Brooklyn pitcher headed to big leagues

The words tumble out of Adam Ottavino with relish, like a kid about to take his first turn piloting the family car.

“It’s right there,” he said. “I’m knocking on the door! I just hope I get to walk through it.”

Ottavino’s spent most of his 22 years getting to that door. Sometime in 2009 he hopes the years of hard work and incredible dedication will pay off in a way most of us can only imagine – he’ll pitch his first game as a major league baseball player.

Ottavino, a former standout pitcher for Berkeley Carroll School in Park Slope, Brooklyn, has been a professional pitcher since 2006, when the St. Louis Cardinals made him the 30th pick in the major league draft.

It was the second time the 6-foot-4, 230-pound righthander was drafted by a pro team – he turned down the Tampa Bay Devil Rays’ 2003 offer. When the Cardinals came knocking, Ottavino liked the deal enough to leave Boston’s Northeastern University in his junior year – when he was America East Conference pitcher of the year – to pitch full time with the Cardinals’ Florida League farm team, headquartered in Palm Beach.

According to the team Web site, Ottavino “posted a 3.31 ERA and just under a strikeout per inning over two levels in his 2006 pro debut. He’s kept it up in ’07 in the Florida State League, racking up the Ks. Ottavino could still use some refinement, but he’s looking promising."

In 2009, Ottavino hopes to step up to “The Show,” working a regulation game against many of the ballplayers he’s already faced in some of the hundreds of games he’s played since his father, John, enrolled him in the Prospect Park Little League a block from his Park Slope home when he was 6 years old.

▶ Requirement
Resume the article about the Brooklyn pitcher Adam Ottavino, starting after its last sentence. The records have no connection to the text.

[Image point grounding data]
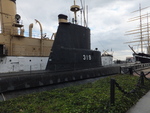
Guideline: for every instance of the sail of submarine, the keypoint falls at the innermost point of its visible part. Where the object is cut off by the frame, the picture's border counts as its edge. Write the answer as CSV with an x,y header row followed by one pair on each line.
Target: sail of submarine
x,y
71,49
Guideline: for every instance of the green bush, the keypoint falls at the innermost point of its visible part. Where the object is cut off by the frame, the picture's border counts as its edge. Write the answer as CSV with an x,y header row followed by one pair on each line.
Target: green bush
x,y
87,98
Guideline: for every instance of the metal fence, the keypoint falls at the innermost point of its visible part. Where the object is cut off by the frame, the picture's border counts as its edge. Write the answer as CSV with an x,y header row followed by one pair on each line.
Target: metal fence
x,y
114,84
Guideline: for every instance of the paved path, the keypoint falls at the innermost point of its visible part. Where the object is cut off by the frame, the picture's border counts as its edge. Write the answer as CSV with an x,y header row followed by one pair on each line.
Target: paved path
x,y
143,105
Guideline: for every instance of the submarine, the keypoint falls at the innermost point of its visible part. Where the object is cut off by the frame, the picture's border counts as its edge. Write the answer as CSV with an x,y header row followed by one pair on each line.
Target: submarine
x,y
70,59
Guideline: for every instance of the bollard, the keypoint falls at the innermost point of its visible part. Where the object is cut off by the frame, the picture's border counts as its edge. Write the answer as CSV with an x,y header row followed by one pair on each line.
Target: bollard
x,y
112,91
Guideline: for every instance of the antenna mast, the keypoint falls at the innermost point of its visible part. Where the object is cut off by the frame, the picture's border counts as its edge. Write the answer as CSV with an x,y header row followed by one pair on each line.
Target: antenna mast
x,y
75,8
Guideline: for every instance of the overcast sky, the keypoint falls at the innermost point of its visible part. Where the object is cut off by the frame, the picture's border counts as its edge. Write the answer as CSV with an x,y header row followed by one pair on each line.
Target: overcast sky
x,y
107,20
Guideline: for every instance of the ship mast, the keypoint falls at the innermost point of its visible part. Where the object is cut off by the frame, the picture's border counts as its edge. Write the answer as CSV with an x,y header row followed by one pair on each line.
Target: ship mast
x,y
75,8
141,30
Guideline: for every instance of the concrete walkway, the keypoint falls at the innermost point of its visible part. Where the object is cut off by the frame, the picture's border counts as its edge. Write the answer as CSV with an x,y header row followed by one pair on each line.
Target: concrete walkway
x,y
142,106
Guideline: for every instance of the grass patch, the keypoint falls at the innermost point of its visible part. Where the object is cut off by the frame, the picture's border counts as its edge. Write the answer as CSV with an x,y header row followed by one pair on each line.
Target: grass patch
x,y
87,98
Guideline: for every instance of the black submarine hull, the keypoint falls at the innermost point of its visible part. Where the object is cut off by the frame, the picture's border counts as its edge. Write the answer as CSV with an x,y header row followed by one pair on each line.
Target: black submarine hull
x,y
19,81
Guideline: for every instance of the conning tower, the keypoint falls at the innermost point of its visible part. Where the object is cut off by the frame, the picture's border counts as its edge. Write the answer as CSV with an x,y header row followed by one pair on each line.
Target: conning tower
x,y
10,20
75,8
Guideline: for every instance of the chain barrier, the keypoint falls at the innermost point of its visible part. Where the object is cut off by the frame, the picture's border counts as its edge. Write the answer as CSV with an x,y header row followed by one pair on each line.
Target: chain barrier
x,y
140,83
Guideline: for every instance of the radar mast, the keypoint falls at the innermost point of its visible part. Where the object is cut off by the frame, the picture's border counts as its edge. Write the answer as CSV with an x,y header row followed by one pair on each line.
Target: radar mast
x,y
75,8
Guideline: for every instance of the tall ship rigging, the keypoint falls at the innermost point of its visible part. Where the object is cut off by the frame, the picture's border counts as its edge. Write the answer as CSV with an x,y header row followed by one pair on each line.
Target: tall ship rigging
x,y
142,35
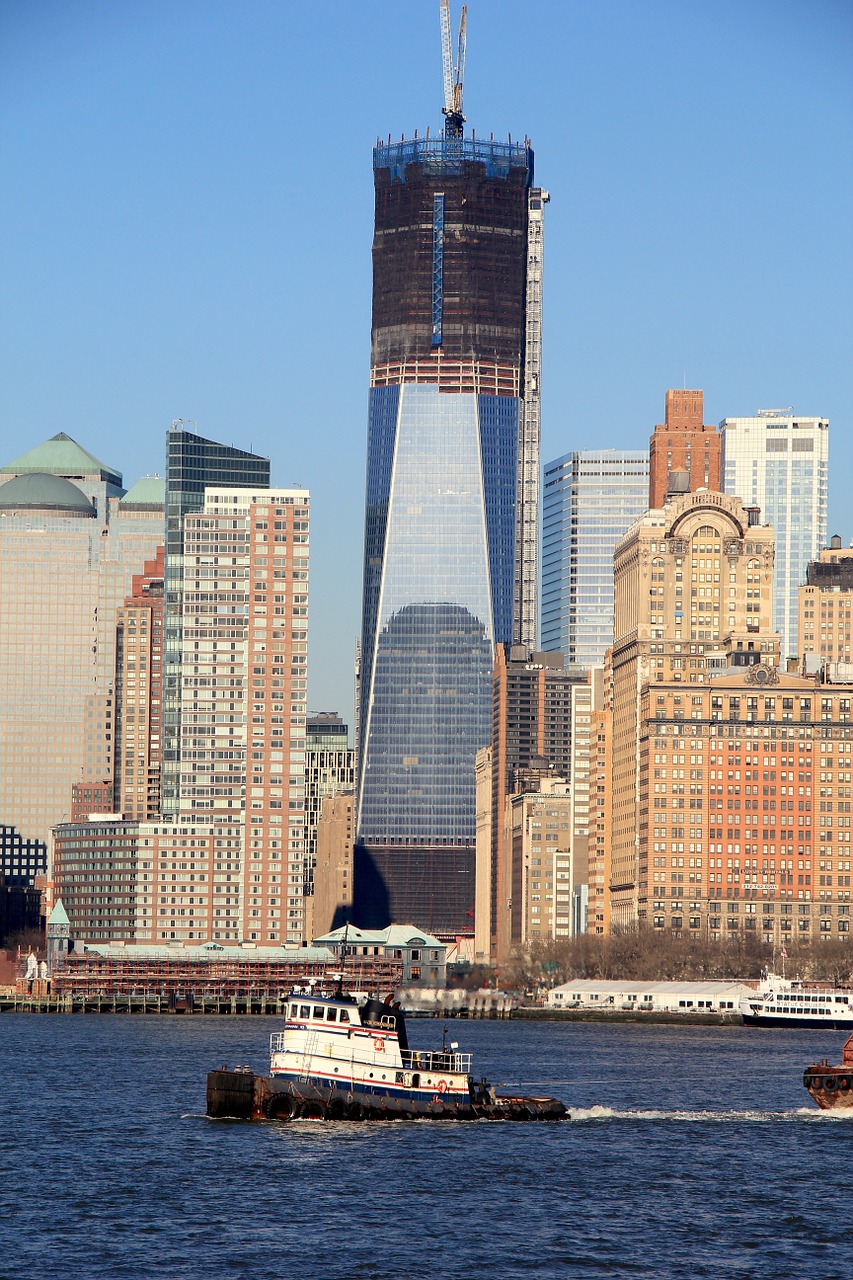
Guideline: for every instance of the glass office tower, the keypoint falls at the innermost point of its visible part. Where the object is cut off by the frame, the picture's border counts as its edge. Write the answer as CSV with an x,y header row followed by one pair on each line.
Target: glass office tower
x,y
591,499
192,464
451,512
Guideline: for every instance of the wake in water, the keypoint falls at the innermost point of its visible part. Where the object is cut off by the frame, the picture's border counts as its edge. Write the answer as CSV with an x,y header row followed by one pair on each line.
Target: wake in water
x,y
749,1116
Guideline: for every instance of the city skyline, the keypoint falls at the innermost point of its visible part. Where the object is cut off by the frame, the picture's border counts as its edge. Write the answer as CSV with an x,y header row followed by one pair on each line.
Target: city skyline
x,y
163,264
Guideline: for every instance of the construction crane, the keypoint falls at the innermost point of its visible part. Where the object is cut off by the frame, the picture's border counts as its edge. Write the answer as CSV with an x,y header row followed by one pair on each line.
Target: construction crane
x,y
454,76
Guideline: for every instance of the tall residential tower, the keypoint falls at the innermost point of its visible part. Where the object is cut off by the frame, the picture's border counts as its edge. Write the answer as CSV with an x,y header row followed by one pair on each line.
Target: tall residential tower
x,y
451,502
592,498
779,461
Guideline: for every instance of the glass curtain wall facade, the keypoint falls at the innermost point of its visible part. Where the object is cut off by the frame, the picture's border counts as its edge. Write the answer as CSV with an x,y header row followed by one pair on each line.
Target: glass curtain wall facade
x,y
591,501
445,417
192,464
779,461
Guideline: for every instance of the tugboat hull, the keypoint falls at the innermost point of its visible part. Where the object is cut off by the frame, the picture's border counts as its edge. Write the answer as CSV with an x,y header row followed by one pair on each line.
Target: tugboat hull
x,y
243,1096
831,1087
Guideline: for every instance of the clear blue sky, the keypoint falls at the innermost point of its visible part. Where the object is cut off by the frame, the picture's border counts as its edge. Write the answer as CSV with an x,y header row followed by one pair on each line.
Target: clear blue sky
x,y
186,219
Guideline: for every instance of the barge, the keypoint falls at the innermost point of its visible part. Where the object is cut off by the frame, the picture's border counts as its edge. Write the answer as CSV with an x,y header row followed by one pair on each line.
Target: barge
x,y
343,1059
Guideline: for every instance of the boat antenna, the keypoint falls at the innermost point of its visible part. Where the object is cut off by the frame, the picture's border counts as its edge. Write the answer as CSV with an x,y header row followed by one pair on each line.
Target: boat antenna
x,y
338,990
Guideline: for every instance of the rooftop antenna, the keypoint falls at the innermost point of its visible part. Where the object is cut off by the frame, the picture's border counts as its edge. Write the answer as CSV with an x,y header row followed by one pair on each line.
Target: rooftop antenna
x,y
454,76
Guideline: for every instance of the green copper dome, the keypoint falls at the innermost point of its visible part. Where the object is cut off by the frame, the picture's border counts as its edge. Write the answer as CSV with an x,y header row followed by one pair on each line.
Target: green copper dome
x,y
35,492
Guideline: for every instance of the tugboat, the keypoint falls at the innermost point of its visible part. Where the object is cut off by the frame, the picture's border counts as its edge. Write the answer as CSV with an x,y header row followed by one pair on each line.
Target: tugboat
x,y
831,1087
340,1059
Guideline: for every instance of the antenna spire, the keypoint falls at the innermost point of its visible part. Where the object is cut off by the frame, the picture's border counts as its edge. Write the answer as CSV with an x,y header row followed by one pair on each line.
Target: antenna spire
x,y
454,74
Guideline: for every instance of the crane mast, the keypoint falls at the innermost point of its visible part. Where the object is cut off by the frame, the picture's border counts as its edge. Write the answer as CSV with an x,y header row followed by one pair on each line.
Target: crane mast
x,y
454,74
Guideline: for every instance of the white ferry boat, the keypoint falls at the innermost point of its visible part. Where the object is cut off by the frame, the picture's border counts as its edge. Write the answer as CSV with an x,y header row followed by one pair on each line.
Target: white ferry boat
x,y
343,1059
780,1002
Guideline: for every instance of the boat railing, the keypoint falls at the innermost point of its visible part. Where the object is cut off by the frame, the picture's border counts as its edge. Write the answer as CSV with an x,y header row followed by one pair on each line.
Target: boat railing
x,y
438,1060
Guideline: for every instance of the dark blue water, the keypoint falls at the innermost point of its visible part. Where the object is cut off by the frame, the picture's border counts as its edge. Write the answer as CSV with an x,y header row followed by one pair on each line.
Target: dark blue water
x,y
693,1152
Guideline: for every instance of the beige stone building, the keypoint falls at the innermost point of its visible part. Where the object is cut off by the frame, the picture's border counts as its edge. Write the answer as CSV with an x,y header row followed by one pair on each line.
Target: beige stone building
x,y
229,867
730,780
71,542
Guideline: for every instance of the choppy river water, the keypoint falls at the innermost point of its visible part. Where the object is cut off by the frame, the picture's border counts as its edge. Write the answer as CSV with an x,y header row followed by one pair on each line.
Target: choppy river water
x,y
692,1152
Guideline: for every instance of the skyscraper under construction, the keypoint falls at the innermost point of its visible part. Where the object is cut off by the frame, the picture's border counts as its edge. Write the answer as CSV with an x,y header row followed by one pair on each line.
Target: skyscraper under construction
x,y
451,522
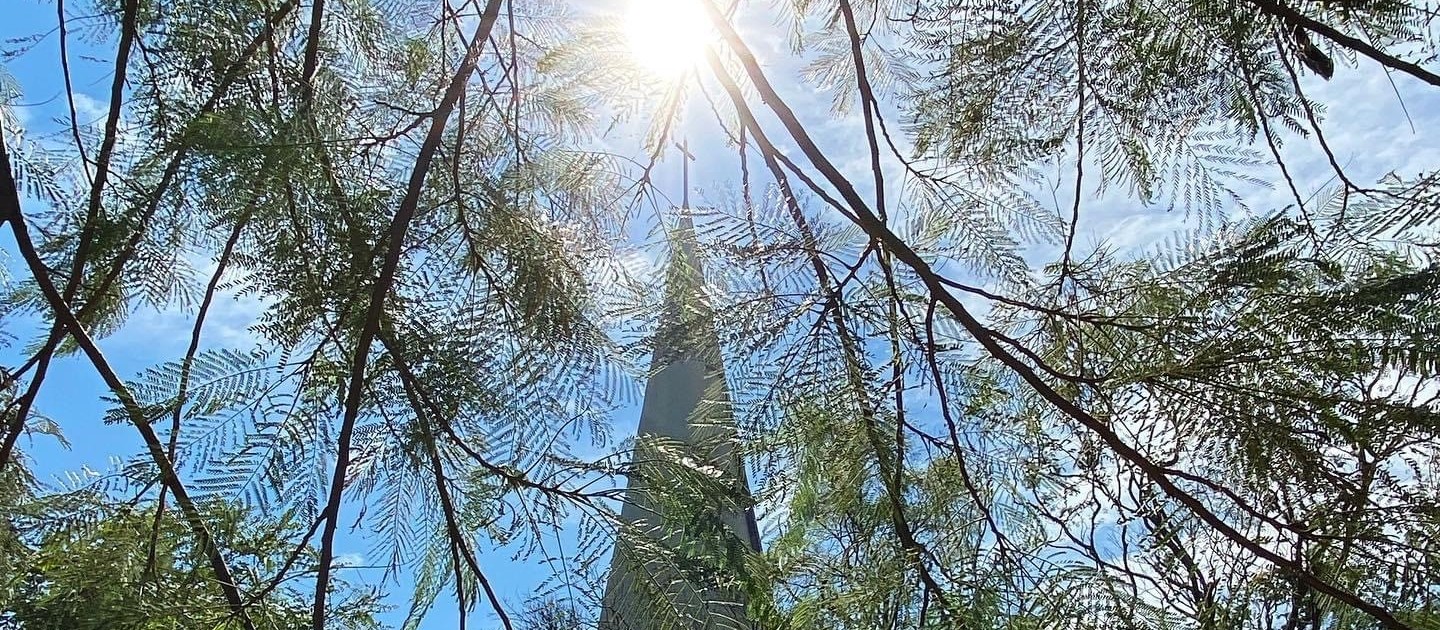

▶ Expected output
Ottavino’s big league debut will be doubly appreciated by his parents – John, an actor, and Eve, a schoolteacher – people who understand the Byzantine path, hard work and plain luck avoiding injuries that must precede major league glory.

John is writing a how-to manual for parents of kids with major league talent and aspirations.

Suffice it to say, by the time Ottavino throws that first pitch he will have beaten phenomenal odds – statistics show that 80% of drafted players never appear in a major league game.

The dedication the path has required boggles the mind. Ottavino remembers skipping nights on the town in high school because it might interrupt his training.

Even now, in the middle of winter, he lifts weights and tosses the medicine ball five times a week with a personal trainer.

Come January, he’ll head back to Florida – he has a house in Jupiter – and start training full time for the upcoming season and more lessons to come.

“Baseball prepares you for a lot of things in life,” he said. “You play as an individual but you also learn to play as part of a team. You learn a lot about dedication and discipline.

“You do the work, you get the rewards.”